[Excerpts of location labeling data]

[start]

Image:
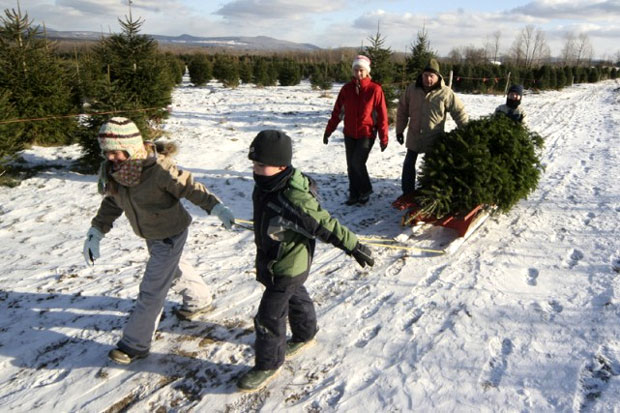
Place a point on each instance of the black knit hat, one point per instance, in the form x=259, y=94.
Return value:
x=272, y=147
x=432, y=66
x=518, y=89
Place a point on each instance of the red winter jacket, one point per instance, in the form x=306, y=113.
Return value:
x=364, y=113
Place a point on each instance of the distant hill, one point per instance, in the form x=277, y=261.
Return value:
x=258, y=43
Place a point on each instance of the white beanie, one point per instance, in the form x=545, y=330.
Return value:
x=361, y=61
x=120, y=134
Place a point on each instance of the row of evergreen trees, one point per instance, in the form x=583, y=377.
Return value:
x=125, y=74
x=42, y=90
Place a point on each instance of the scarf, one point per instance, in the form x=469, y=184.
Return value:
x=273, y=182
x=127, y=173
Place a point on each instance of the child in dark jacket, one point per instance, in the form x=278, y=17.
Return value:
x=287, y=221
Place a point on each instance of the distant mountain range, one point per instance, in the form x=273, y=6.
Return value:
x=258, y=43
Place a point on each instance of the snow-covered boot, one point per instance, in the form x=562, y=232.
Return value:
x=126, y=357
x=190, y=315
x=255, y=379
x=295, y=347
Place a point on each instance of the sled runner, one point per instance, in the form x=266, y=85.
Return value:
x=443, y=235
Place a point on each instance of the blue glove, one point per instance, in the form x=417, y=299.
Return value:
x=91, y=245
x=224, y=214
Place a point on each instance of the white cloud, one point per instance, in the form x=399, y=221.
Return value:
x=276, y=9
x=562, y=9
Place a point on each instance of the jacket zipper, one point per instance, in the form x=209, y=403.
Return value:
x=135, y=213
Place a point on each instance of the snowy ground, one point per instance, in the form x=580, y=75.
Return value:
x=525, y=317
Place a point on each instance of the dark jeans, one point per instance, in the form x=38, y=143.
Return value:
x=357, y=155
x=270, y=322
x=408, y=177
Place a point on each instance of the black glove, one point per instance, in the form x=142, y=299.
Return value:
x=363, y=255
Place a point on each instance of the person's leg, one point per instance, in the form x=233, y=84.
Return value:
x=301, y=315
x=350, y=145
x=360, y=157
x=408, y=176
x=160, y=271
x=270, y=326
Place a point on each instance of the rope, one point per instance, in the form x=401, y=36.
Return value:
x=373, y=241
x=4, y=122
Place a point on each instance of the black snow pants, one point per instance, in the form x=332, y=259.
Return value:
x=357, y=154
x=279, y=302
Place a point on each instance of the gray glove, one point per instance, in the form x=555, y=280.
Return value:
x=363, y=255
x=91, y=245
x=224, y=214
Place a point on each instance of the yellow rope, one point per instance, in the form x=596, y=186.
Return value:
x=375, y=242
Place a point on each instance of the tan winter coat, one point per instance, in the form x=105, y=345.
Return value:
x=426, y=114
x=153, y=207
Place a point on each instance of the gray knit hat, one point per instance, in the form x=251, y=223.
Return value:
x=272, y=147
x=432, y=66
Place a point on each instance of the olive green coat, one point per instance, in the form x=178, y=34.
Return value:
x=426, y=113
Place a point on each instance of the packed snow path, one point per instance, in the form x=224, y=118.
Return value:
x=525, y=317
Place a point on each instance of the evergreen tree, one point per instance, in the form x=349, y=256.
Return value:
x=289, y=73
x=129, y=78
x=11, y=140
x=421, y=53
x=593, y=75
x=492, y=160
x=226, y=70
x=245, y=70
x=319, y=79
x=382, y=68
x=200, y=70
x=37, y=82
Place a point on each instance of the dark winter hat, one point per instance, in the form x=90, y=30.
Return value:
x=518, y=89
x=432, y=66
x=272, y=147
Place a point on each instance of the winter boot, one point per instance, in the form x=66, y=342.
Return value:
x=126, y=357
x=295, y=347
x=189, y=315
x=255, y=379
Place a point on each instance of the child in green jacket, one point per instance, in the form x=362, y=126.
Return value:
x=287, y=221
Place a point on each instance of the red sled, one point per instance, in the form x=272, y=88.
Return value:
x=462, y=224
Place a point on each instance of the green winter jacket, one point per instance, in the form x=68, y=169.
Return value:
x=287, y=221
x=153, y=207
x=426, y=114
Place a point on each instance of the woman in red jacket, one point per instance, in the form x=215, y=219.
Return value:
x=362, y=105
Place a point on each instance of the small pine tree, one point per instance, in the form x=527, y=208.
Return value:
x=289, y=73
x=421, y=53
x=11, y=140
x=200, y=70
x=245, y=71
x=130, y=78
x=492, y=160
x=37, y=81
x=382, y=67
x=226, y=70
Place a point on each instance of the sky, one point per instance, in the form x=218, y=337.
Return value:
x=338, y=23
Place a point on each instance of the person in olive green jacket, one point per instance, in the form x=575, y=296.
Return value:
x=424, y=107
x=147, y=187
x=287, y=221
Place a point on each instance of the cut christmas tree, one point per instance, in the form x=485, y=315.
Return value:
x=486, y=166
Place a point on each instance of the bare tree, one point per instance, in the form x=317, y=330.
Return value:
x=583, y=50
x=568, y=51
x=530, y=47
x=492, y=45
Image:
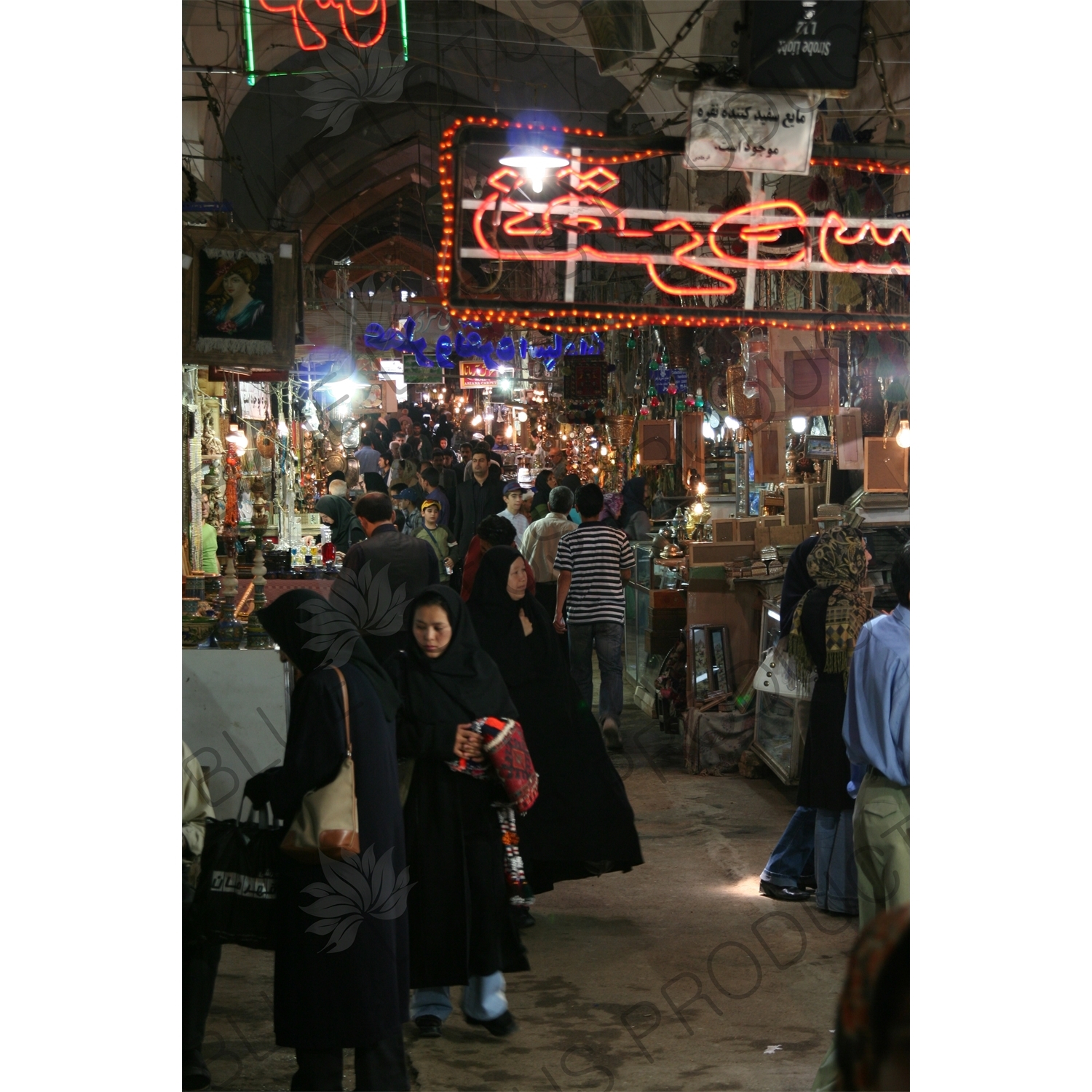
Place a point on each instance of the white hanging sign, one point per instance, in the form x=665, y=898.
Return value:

[end]

▶ **WHAT IS REQUIRED**:
Reproduce all of the material above, substituting "Output" for every occurrence of "Return value" and changing nothing else. Omit the pictures from your answer.

▶ **RESULT**:
Image:
Place a point on each instance of the black knit hat, one point per instance, in the form x=259, y=94.
Output:
x=272, y=147
x=432, y=66
x=518, y=89
Place a point on each instance of the red winter jacket, one point per instance, in the form x=306, y=113.
Output:
x=364, y=113
Place a point on each instance of the distant hill, one point per instance, in the form x=277, y=261.
Output:
x=258, y=43
Place a point on each instance of the white beanie, one point per instance, in the form x=545, y=330.
Output:
x=361, y=61
x=120, y=134
Place a point on each instance of the row of evergreen trees, one point per instance, in the form x=583, y=377.
Output:
x=125, y=74
x=42, y=90
Place a point on each instance of the scarf, one point per instance, in the form x=469, y=184.
Output:
x=273, y=182
x=127, y=173
Place a point on each instance of the child in dark jacket, one point per instance, in the form x=278, y=17.
Output:
x=287, y=221
Place a point on each instance of the distant mountain range, one point per instance, in the form x=273, y=6.
Output:
x=258, y=43
Place a point on each instance of the snow-covered boot, one point per instance, in the form x=562, y=232.
Output:
x=126, y=357
x=190, y=315
x=255, y=379
x=295, y=347
Place a point on each instance of the sled runner, one point per instance, in the form x=266, y=85.
Output:
x=443, y=235
Place a point on each instance of the blue glove, one point per instance, in the form x=417, y=299.
Output:
x=91, y=245
x=224, y=214
Place a point on each instance of the white cloud, one point per instance, in the form x=399, y=221.
Output:
x=276, y=9
x=562, y=9
Place a point on each instance of the jacket zipper, one point per instance, in the form x=209, y=403.
Output:
x=135, y=213
Place a point on each instance of the snowy ground, one point per instance, in the form x=580, y=75.
Output:
x=525, y=317
Place a point on each instance of the dark jeans, one point per instance, in the form x=38, y=143.
Output:
x=357, y=155
x=270, y=322
x=408, y=177
Place a point on each instance of the black glove, one point per instance, in the form x=142, y=299.
Output:
x=363, y=255
Place a point on each instance of the person's leg, one point per instance, in the form x=233, y=84.
Output:
x=301, y=315
x=350, y=145
x=360, y=157
x=408, y=176
x=160, y=271
x=270, y=326
Place a point on each instance of the rope, one point per instance, in the form x=401, y=36.
Output:
x=373, y=241
x=4, y=122
Place a point on each instance of the black snow pants, one point per instance, in the form x=332, y=259.
Output:
x=357, y=154
x=279, y=302
Place a point on each instance of the gray glove, one point per instance, in the form x=555, y=280.
Output:
x=363, y=255
x=91, y=245
x=224, y=214
Place a point on each instance of the yellow rope, one point per instance, in the form x=596, y=186.
Output:
x=375, y=242
Place a point on each instance of the tan winter coat, one point per instance, in the form x=105, y=345.
Output:
x=426, y=114
x=153, y=207
Place a point on each instance of the gray knit hat, one point per instance, in the form x=251, y=223.
Output:
x=272, y=147
x=432, y=66
Place a point on each instance of the olive green coat, one point per instance, in the form x=178, y=34.
Output:
x=426, y=113
Place a point on each instance of the packed snow path, one point per instance, in the form x=224, y=118.
Output:
x=525, y=317
Place a point on each instance of the evergreen tree, one point per instance, in the form x=349, y=256.
Output:
x=289, y=73
x=129, y=78
x=11, y=140
x=421, y=53
x=593, y=75
x=492, y=160
x=226, y=70
x=245, y=70
x=319, y=79
x=382, y=68
x=200, y=70
x=37, y=82
Place a point on each instance of the dark winter hat, one point per instance, in the form x=90, y=30.
Output:
x=518, y=89
x=432, y=66
x=272, y=147
Place a point on each instance of the winter boot, one point per instance, in the form x=66, y=342.
Output:
x=126, y=357
x=295, y=347
x=189, y=315
x=255, y=379
Place a point on each instance of the child in green jacket, one point per instance, in the form x=362, y=126.
Output:
x=287, y=221
Place a point on each instance of the red sled, one point per instance, in the form x=272, y=88.
Output:
x=462, y=224
Place a point on each instance of the green winter jacket, one point per instance, in the form x=68, y=169.
Output:
x=287, y=221
x=153, y=207
x=426, y=114
Place a point on each instance of the woman in red jacket, one point per instance, in the form x=215, y=219.
Output:
x=362, y=105
Place a point on each instance of the small pine tree, one point per instance, in the form x=527, y=208.
Output:
x=289, y=73
x=421, y=53
x=11, y=140
x=200, y=70
x=245, y=71
x=130, y=78
x=492, y=160
x=37, y=81
x=382, y=67
x=226, y=70
Place a point on each instance of the sky, one point per instance, in the form x=218, y=337.
Output:
x=338, y=23
Place a point on each instance of the person in olive green jacket, one point per instance, in the form x=575, y=296.
Output:
x=424, y=107
x=147, y=187
x=287, y=221
Place a point on each instance of the cut christmas tree, one point per instance, in the form x=485, y=315.
Output:
x=486, y=166
Place a point on each instance of the bare tree, one point per instance, in the form x=317, y=330.
Output:
x=583, y=50
x=568, y=51
x=530, y=47
x=492, y=45
Image:
Place a point on each instance of the white hanging sign, one point per instance, in the form x=665, y=898.
Output:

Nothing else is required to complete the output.